_Task directions_: Here are the records. Write out exactly the lines between the one holding "Target: the mist over mountain base" and the one holding "like [301, 654].", inclusive.

_Given data_:
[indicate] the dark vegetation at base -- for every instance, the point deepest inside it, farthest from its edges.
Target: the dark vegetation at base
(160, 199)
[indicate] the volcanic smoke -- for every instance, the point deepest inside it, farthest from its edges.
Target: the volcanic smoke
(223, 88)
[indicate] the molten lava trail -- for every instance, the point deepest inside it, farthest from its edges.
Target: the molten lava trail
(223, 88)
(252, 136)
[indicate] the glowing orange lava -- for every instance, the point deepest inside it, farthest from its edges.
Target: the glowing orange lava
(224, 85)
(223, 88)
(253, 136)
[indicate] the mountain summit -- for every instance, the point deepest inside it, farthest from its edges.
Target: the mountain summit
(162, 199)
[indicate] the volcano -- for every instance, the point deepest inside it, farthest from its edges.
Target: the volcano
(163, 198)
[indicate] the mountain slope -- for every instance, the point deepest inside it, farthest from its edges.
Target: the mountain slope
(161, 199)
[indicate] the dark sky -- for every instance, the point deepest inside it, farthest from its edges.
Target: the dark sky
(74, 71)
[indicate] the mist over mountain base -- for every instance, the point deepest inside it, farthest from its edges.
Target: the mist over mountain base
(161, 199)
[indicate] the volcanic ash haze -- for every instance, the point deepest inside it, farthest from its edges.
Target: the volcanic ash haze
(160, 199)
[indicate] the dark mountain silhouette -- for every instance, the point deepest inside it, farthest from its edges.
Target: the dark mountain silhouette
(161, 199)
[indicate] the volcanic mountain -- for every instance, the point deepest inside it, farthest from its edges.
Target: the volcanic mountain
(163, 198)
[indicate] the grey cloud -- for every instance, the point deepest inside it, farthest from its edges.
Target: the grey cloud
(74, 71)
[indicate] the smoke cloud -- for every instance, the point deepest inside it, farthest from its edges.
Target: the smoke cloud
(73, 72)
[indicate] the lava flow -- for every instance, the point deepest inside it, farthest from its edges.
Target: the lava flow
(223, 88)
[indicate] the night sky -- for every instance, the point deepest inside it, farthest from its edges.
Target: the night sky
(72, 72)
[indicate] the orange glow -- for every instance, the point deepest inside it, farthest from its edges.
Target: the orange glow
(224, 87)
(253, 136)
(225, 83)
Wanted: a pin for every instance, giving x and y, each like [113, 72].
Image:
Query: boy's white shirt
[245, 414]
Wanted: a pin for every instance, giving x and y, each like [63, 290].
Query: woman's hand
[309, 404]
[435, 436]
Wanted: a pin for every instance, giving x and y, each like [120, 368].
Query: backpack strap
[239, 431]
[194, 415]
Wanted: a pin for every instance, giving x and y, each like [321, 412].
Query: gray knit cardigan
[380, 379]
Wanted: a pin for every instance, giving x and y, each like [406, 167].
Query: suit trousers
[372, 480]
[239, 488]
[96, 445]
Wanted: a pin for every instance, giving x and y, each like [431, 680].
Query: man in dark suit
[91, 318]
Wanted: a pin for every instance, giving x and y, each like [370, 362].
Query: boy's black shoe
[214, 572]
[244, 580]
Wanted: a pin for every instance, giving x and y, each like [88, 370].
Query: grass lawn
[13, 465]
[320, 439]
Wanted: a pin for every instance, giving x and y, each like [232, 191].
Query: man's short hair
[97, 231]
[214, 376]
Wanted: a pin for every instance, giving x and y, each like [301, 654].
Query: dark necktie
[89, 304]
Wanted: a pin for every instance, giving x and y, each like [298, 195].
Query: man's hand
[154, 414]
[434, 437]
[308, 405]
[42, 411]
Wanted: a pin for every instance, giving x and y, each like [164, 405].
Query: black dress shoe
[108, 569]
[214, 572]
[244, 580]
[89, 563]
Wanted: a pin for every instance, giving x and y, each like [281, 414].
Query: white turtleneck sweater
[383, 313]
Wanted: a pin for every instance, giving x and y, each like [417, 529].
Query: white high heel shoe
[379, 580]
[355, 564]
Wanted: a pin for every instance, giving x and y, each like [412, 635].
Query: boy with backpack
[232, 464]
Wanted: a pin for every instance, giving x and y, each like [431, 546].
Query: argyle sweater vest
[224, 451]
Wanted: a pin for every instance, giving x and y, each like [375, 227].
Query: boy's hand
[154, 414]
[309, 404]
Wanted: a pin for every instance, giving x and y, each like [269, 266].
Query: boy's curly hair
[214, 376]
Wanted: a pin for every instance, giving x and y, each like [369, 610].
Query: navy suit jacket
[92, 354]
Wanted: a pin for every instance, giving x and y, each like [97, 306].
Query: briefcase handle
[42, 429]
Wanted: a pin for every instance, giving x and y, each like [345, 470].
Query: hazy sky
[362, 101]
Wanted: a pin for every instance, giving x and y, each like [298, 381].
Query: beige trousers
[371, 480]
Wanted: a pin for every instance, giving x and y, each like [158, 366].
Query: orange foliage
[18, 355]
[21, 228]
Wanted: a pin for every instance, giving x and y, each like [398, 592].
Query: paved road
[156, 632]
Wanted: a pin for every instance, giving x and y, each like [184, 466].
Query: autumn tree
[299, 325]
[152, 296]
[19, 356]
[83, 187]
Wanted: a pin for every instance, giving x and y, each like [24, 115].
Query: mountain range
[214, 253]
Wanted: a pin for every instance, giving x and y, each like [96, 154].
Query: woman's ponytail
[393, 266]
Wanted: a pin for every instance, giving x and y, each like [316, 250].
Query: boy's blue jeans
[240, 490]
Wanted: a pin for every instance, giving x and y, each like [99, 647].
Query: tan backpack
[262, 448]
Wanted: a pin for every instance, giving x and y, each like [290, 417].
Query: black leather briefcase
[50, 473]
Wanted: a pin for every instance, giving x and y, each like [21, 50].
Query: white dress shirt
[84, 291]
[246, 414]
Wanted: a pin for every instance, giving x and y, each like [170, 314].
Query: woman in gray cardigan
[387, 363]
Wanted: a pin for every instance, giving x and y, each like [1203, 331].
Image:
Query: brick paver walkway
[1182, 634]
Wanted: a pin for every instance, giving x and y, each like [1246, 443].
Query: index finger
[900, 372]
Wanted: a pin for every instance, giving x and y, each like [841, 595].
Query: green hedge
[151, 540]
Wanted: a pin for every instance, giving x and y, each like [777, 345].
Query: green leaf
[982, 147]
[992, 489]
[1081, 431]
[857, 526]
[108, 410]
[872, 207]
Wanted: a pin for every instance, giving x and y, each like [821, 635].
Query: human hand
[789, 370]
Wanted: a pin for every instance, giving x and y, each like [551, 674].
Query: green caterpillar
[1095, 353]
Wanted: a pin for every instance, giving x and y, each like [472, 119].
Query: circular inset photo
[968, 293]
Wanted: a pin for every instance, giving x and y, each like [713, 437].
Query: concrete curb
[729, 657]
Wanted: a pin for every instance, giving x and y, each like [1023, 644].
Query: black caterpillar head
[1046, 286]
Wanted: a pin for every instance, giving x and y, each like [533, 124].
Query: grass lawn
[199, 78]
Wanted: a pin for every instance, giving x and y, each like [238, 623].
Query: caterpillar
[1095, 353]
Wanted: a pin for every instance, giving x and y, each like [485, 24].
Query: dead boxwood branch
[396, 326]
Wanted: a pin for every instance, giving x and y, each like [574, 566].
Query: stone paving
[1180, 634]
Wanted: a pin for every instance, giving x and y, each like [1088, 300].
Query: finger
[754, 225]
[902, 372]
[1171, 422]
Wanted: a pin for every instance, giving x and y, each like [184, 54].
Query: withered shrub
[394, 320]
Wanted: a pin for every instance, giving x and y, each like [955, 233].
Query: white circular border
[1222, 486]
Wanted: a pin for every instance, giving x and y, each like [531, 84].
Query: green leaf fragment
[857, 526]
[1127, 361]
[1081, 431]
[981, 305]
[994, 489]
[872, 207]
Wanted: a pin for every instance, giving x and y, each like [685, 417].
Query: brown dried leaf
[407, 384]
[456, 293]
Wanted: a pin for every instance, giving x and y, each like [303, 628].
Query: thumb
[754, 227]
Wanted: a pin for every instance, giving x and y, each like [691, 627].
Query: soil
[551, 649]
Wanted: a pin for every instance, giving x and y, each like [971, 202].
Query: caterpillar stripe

_Task answer_:
Target: the mist over mountain base
(161, 199)
[indicate] the volcanic ash haze -- for every instance, the point deepest inside it, farthest from its edges.
Target: the volcanic ash haze
(160, 199)
[indicate] the dark mountain silhouette -- for every instance, the point deepest inside it, farthest from its edges.
Target: the dark mountain silhouette
(161, 199)
[indicate] the volcanic mountain -- for every instance, the point deepest inside it, farthest from its edges.
Target: the volcanic mountain
(163, 198)
[indicate] the grey cloud -- for every instance, the point deepest inside it, farthest from its edges.
Target: the grey cloud
(74, 71)
[indicate] the smoke cloud -- for every instance, the point deepest inside it, farthest from its edges.
Target: the smoke cloud
(73, 72)
[indicate] the lava flow -- for every instance, the point deepest inside it, farthest from its edges.
Target: the lava flow
(223, 88)
[indicate] the night sky -- for every instance, the point deepest inside it, farthest from its edges.
Target: the night sky
(72, 72)
[indicate] the orange glow -- for every instance, the point deepest inside it, farthest from its edges.
Target: the orange glow
(224, 87)
(253, 136)
(225, 83)
Wanted: a pin for every instance, giving x and y, each like [113, 72].
Image:
Query: boy's white shirt
[245, 414]
Wanted: a pin for every instance, giving x and y, each like [63, 290].
Query: woman's hand
[309, 404]
[435, 436]
Wanted: a pin for every instance, giving x and y, each like [120, 368].
Query: backpack strap
[239, 431]
[194, 415]
Wanted: a pin for every instance, giving x and y, each like [321, 412].
Query: gray knit cardigan
[380, 379]
Wanted: a pin for every instance, giving x and y, each like [406, 167].
Query: suit trousers
[372, 480]
[239, 488]
[96, 445]
Wanted: a pin for every instance, giving x and y, each like [431, 680].
Query: man in dark suit
[91, 318]
Wanted: a pin for every instance, giving x and y, each like [370, 362].
Query: boy's black shoe
[214, 572]
[244, 580]
Wanted: a pin for every instance, giving x and y, each like [88, 370].
Query: grass lawn
[13, 465]
[320, 439]
Wanted: a pin for every instance, giving x and y, each like [232, 191].
Query: man's short hair
[97, 231]
[214, 376]
Wanted: a pin for every instance, giving x and y, each like [301, 654].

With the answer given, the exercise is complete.